> GIVEN PROBLEM 1: Turn the records, from the line containing "vest, your assistance would be valued." down to the end of the records, into a numbered list with no blank lines.

# It's wood day in Norway.



## Adios Pantalones (Feb 15, 2013)

It's wood day- they televise wood chopping/stacking competitions, and celebrate wood. Here's a stack with the king and queen by Ole Kristian Kjelling


----------



## ScotO (Feb 15, 2013)

I love woodstack art.......I know it's been posted many times but this is one of my faves.....


----------



## Adios Pantalones (Feb 15, 2013)

Scotty Overkill said:


> I love woodstack art.......I know it's been posted many times but this is one of my faves.....
> 
> View attachment 93784


I think the guy that did that one is Norwegian as well


----------



## ScotO (Feb 15, 2013)

Adios Pantalones said:


> I think the guy that did that one is Norwegian as well


You're probably right!
There's a big wood festival up in Ridgway, PA, next weekend. Carvers from all over the world will be there, it keeps getting bigger and bigger each year.......I would like to go up to it, but just too much going on here with the house project....

http://www.4kidsinpa.com/index.php?...rving-rendezvous-feb-18-25-ridgeway&Itemid=65


----------



## fossil (Feb 15, 2013)

http://www.alastairheseltine.com/


----------



## BrotherBart (Feb 15, 2013)

Appears the Norwegians are like the Swiss. I swear wood stacking must be a required course in school in Switzerland. And there is probably a Masters track.


----------



## fishingpol (Feb 16, 2013)

http://tv.yahoo.com/news/norway-plans-12-hour-prime-time-tv-show-162045166.html

12 hour fireplace show was on last night.  I almost can't stand the excitement.


----------



## Thistle (Feb 16, 2013)

Every day is wood day for me.I'm either cutting/splitting/stacking it for firewood,milling logs or building things from it in the shop or at a jobsite somewhere around here.

> GIVEN PROBLEM 2: Continue the Norway wood day thread from where it stops.

> EXERCISE DATA:

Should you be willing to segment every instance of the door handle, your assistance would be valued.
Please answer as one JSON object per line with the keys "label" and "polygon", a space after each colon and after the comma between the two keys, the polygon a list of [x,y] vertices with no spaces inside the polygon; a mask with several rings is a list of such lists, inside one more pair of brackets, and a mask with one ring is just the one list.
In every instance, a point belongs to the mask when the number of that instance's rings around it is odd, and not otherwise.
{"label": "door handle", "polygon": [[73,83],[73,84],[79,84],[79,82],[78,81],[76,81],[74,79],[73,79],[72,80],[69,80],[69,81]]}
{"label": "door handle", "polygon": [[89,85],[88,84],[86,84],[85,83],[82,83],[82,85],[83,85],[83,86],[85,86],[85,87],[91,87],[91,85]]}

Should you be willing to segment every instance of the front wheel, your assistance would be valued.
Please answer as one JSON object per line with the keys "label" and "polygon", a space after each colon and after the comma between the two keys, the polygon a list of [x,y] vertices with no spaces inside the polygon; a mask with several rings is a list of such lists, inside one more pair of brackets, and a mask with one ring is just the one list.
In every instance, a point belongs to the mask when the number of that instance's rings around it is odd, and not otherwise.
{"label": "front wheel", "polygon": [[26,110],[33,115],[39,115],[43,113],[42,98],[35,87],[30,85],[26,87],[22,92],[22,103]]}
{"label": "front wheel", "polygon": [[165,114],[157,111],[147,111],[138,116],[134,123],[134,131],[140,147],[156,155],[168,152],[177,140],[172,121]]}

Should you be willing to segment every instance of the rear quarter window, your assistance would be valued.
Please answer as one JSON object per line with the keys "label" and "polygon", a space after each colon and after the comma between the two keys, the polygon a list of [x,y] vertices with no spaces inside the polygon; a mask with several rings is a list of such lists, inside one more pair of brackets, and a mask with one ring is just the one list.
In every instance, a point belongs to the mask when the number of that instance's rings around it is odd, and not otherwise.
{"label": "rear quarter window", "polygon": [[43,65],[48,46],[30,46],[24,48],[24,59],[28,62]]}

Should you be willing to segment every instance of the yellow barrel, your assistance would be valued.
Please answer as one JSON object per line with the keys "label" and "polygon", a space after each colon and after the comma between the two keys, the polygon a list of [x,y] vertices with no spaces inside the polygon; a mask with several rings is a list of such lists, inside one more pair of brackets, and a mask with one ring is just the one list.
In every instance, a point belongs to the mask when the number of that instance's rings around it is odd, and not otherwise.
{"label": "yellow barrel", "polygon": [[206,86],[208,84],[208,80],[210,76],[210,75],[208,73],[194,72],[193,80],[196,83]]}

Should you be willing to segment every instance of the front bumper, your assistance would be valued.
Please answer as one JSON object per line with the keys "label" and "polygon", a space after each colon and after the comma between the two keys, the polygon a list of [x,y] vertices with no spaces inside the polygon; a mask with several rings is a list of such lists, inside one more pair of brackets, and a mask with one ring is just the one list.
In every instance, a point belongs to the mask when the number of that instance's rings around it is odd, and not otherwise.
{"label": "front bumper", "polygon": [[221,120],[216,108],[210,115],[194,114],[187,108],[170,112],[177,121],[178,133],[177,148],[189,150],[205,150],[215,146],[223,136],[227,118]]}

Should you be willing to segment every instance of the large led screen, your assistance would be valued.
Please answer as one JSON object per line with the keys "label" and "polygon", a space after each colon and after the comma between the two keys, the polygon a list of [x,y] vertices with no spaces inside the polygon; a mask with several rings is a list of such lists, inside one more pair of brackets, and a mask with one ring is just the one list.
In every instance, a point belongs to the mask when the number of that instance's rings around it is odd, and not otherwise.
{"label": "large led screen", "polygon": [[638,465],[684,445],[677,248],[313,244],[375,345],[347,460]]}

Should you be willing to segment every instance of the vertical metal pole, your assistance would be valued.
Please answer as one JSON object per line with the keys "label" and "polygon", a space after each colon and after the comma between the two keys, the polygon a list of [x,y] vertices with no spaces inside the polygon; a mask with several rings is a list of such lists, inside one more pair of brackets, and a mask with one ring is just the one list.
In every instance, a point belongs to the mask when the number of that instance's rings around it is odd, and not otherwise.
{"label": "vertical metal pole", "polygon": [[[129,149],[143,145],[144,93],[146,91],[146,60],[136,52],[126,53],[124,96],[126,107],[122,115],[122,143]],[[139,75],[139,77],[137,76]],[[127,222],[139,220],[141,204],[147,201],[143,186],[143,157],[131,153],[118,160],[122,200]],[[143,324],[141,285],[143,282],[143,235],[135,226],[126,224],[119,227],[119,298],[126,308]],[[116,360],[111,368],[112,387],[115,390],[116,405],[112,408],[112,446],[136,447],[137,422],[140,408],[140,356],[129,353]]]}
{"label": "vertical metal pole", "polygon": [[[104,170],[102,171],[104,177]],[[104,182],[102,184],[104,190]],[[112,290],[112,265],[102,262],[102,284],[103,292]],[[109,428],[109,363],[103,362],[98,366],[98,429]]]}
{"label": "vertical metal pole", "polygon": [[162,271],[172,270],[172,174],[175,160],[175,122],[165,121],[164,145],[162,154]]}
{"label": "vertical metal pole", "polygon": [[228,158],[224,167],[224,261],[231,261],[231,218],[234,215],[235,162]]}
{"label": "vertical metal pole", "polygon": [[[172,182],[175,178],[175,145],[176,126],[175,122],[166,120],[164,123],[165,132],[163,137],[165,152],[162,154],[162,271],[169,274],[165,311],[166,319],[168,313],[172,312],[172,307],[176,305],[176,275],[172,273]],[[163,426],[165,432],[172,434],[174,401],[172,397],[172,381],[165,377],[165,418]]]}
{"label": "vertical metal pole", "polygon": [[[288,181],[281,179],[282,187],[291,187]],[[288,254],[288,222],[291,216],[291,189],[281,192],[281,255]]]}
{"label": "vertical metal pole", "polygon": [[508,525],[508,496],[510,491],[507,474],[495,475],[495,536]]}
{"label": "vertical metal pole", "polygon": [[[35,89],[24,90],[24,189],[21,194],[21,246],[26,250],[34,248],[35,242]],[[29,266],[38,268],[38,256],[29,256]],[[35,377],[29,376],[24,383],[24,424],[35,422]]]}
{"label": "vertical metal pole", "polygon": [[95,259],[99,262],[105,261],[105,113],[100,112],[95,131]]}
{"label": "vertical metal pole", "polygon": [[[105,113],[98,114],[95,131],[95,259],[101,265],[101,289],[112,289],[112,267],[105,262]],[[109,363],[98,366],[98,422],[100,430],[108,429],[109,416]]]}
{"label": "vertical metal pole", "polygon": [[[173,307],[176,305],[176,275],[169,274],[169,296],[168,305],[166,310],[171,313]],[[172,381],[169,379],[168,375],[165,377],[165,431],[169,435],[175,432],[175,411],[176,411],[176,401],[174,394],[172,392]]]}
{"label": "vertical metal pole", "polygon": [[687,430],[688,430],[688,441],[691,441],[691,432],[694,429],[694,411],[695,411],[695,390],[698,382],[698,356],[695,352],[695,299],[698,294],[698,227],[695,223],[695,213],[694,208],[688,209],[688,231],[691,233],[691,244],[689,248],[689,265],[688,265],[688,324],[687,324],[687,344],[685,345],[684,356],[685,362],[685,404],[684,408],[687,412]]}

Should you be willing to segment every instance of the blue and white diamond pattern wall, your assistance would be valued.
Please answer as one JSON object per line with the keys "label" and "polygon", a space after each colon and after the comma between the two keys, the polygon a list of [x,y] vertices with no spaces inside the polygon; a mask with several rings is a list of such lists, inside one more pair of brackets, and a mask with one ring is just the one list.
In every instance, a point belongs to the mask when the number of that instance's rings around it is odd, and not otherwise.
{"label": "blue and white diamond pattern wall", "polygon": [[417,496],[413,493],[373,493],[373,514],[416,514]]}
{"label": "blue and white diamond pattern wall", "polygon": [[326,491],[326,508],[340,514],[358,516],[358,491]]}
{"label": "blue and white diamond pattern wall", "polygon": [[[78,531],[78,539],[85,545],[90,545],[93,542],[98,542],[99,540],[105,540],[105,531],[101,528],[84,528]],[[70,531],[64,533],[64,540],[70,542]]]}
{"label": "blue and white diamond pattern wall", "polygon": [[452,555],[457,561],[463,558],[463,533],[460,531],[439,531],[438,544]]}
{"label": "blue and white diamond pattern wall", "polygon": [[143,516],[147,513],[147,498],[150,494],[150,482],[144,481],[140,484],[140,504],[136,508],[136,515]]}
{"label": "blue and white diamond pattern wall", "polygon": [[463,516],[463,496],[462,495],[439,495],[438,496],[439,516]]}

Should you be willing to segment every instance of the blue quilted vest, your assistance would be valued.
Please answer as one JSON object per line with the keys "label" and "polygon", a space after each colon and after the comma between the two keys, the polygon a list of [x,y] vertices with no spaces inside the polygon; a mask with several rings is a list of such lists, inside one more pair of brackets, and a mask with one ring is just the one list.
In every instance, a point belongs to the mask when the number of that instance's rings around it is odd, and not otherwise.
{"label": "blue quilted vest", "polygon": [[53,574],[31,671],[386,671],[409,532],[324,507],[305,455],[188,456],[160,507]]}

> REPLY 1:
1. Should you be willing to segment every instance of the blue quilted vest, your assistance would be valued.
2. Please answer as one JSON object per line with the keys "label" and "polygon", a space after each colon and after the comma between the two keys, the polygon a list of [x,y] vertices with no spaces inside the polygon; a mask with several rings is a list of such lists, inside one more pair of brackets, and a mask with one ring is just the one list.
3. In every instance, a point belongs to the mask when the number of that instance's rings around it is odd, and not otherwise.
4. {"label": "blue quilted vest", "polygon": [[53,574],[31,671],[386,671],[409,532],[324,507],[305,455],[188,456],[160,507]]}

> REPLY 2:
----------



## Billybonfire (Feb 16, 2013)

I love going to country shows with local arts and craftsmen, my buddy is a chainsaw carver and travels all over the country doing exhibitions and commissions, here is a link to his website, some great sculptures. -
http://www.thetimburgess.com/
Just found this too, Norwegian woodburning TV  -
http://www.bbc.co.uk/news/world-europe-21482313 

Billy.


----------



## Delta-T (Feb 16, 2013)

Adios Pantalones said:


> It's wood day- they televise wood chopping/stacking competitions, and celebrate wood. Here's a stack with the king and queen by Ole Kristian Kjelling
> View attachment 93755


its amazing that they found wood with ends "just the right color" to do such detailed work....simply amazing...especially the red for the neck tie...what species of wood is so red? Must be norwegian wood.


----------



## Adios Pantalones (Feb 16, 2013)

Delta-T said:


> its amazing that they found wood with ends "just the right color" to do such detailed work....simply amazing...especially the red for the neck tie...what species of wood is so red? Must be norwegian wood.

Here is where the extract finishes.